• [Work to do]:
Please quote all of the data below word for word, keeping every line and its order unchanged.

☆ ☆ ☆

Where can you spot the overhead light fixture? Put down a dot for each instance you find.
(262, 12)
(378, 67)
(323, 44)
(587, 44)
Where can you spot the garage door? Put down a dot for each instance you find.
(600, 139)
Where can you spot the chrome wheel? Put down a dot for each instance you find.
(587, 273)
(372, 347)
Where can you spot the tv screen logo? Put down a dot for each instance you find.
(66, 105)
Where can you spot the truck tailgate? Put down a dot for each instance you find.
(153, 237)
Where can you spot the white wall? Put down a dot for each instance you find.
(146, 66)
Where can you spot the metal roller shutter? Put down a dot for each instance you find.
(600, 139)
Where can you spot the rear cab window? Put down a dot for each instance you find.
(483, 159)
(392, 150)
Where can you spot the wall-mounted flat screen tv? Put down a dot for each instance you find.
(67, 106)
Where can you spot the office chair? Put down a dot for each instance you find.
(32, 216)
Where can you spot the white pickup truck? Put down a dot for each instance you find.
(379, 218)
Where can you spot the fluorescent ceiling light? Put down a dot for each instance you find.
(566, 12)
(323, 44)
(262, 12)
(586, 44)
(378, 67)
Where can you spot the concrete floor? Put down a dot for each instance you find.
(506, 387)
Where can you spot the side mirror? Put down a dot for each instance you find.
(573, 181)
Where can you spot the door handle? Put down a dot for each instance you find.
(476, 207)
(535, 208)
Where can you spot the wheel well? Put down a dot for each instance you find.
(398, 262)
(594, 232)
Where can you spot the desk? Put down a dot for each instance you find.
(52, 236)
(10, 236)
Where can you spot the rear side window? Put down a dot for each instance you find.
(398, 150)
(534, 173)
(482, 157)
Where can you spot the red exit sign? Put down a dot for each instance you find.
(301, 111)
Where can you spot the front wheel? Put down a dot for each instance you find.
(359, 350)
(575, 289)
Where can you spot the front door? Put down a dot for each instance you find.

☆ ☆ ☆

• [Finished answer]:
Where can you spot the overhead light fixture? Put down a dot for each instance you find.
(262, 12)
(378, 67)
(323, 44)
(587, 44)
Where can you spot the garage door? Put down a dot for each instance you find.
(600, 139)
Where can you spot the chrome wheel? Put down a dot for each instance you find.
(587, 273)
(372, 347)
Where can you spot the tv screen logo? Put down a dot for each instance you find.
(66, 105)
Where can you spot the truck tailgate? Put down a dot for each instance you find.
(153, 237)
Where can you spot the white wall? Put down a dot for each instance you find.
(146, 66)
Where can you spot the metal roller shutter? Put down a dot for each instance you find.
(600, 139)
Where can you spot the rear cab window? Put down a dot for each instance you find.
(483, 159)
(392, 150)
Where can you spot the wall-mounted flat screen tv? Put down a dot for each instance you find.
(67, 106)
Where can you spot the office chair? Put down a dot for each instance you find.
(32, 216)
Where can you spot the white pickup truck? Put down a dot for each instance you find.
(379, 218)
Where can you spot the fluorescent ceiling light? Put down a dot for each instance you find.
(566, 12)
(323, 44)
(262, 12)
(586, 44)
(378, 67)
Where can you spot the concrete floor? Put down a dot for each instance you find.
(506, 387)
Where can you spot the side mirror? Put down a dot for each instance you find.
(573, 181)
Where can you spot the door handle? Put down a dot for each instance you find.
(476, 207)
(535, 208)
Where can you spot the wheel well? Put down a dot for each instance you find.
(398, 262)
(594, 232)
Where can you spot the desk? Put down a dot for each instance you find.
(52, 236)
(10, 236)
Where can you spot the rear side window? Put down a dot for each instance you find.
(398, 150)
(534, 173)
(482, 157)
Where can you spot the red exit sign? Put down a dot for each instance you find.
(301, 111)
Where can you spot the front wheel? Put down a dot for each instance you find.
(359, 350)
(575, 289)
Where can you spot the front door? Put down a dot for each instance you find.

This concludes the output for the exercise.